## BEGIN MATERIAL FOR THIS EXERCISE
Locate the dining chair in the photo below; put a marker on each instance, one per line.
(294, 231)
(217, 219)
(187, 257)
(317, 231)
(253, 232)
## END MATERIAL FOR THIS EXERCISE
- [WHAT IS NEEDED]
Update the data by replacing "dining chair" with "armchair", leaving every other line and character as it stands.

- [REPLY TO THE TASK]
Locate the armchair in the photo below; put a marker on each instance, one per line.
(294, 231)
(217, 219)
(187, 257)
(317, 231)
(253, 232)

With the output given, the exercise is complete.